Your assignment. Whenever a line of the entries below holds the string "house", copy that line and return it.

Data extract.
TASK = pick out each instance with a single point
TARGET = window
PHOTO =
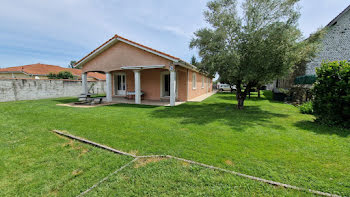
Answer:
(194, 81)
(202, 81)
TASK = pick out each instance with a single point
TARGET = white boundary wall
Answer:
(32, 89)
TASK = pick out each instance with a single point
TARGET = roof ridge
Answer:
(338, 16)
(116, 36)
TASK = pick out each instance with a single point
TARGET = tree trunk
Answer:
(241, 96)
(240, 104)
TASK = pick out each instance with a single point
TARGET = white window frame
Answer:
(194, 80)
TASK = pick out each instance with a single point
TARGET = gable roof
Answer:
(45, 69)
(339, 16)
(117, 38)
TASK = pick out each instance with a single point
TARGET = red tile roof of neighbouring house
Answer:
(45, 69)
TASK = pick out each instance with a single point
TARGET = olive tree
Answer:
(255, 47)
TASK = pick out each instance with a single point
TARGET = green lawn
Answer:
(268, 139)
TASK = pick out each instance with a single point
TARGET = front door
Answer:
(166, 85)
(120, 83)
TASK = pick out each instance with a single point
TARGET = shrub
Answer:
(332, 93)
(306, 79)
(306, 108)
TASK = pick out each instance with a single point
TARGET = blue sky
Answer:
(58, 31)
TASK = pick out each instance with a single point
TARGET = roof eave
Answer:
(339, 16)
(113, 41)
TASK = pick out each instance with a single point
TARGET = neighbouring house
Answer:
(134, 69)
(335, 44)
(41, 71)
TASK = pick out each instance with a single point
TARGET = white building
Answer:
(335, 44)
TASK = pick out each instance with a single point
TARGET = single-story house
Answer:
(132, 68)
(41, 71)
(335, 44)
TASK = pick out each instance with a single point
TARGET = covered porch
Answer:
(149, 85)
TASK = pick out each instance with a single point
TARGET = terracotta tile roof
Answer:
(45, 69)
(116, 37)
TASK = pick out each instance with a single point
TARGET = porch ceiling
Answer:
(142, 67)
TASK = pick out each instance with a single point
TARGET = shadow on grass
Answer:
(221, 112)
(65, 100)
(125, 105)
(322, 129)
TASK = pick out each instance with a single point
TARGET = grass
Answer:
(174, 178)
(268, 139)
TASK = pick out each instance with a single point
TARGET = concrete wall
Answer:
(30, 89)
(335, 44)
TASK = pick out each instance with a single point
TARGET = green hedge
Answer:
(332, 93)
(306, 79)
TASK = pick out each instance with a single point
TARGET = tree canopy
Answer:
(256, 47)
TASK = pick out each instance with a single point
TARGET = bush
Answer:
(306, 108)
(332, 93)
(306, 79)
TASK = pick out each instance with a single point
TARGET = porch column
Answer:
(172, 87)
(109, 87)
(137, 86)
(84, 83)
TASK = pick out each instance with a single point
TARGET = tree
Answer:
(255, 48)
(72, 64)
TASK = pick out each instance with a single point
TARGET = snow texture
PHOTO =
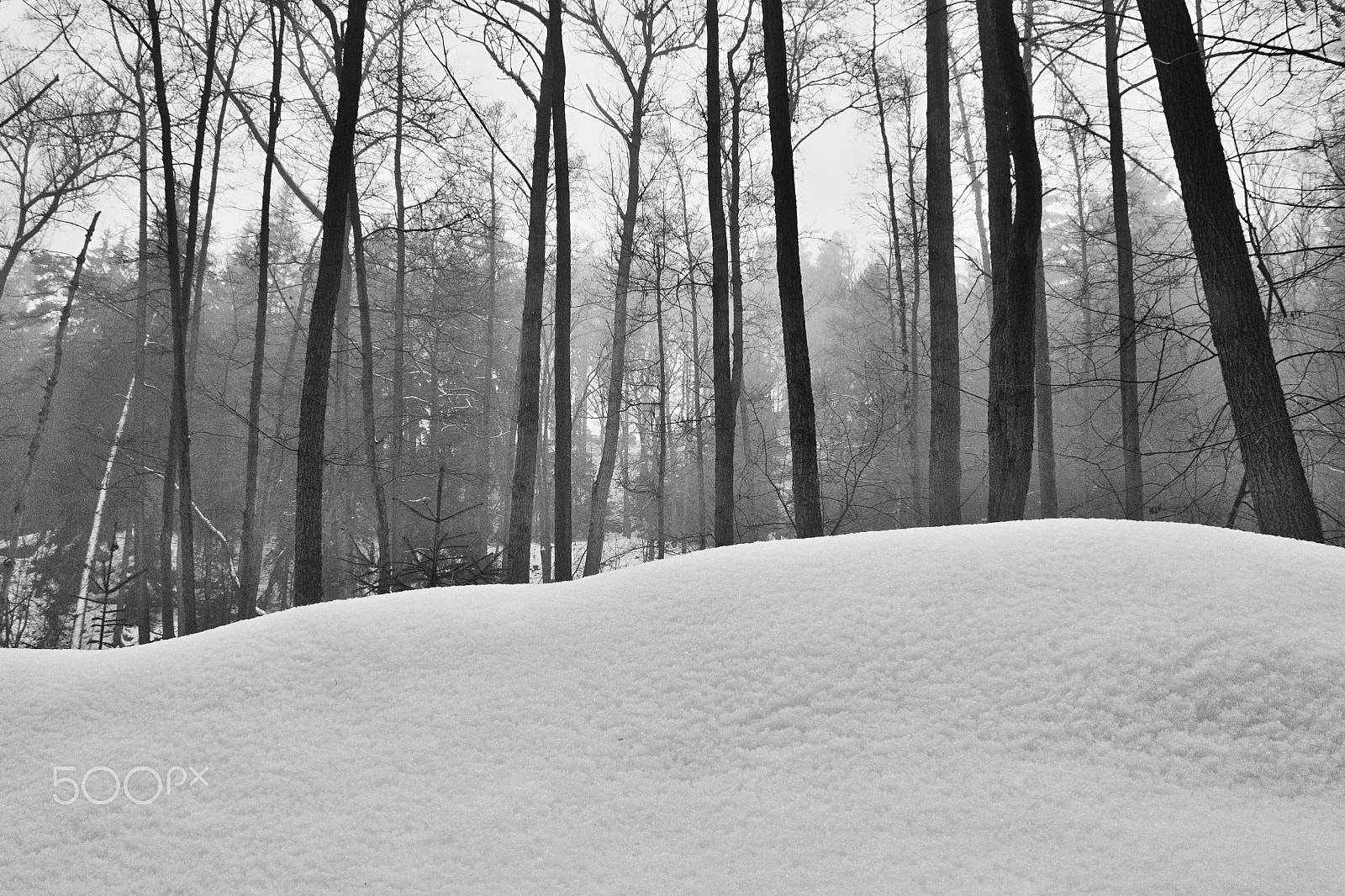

Solution to the problem.
TARGET = red tile roof of neighbouring house
TARGET = neighbouring house
TARGET = single-story house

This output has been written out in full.